◆ Records for this exercise
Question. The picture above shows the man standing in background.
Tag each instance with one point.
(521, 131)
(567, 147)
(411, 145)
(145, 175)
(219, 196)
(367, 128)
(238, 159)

◆ What is required
For every entry above, write out an exact copy.

◆ Result for this exercise
Question. The picture above shows the man standing in background.
Tag each instance with one point.
(521, 131)
(567, 147)
(411, 145)
(145, 175)
(219, 196)
(367, 128)
(238, 159)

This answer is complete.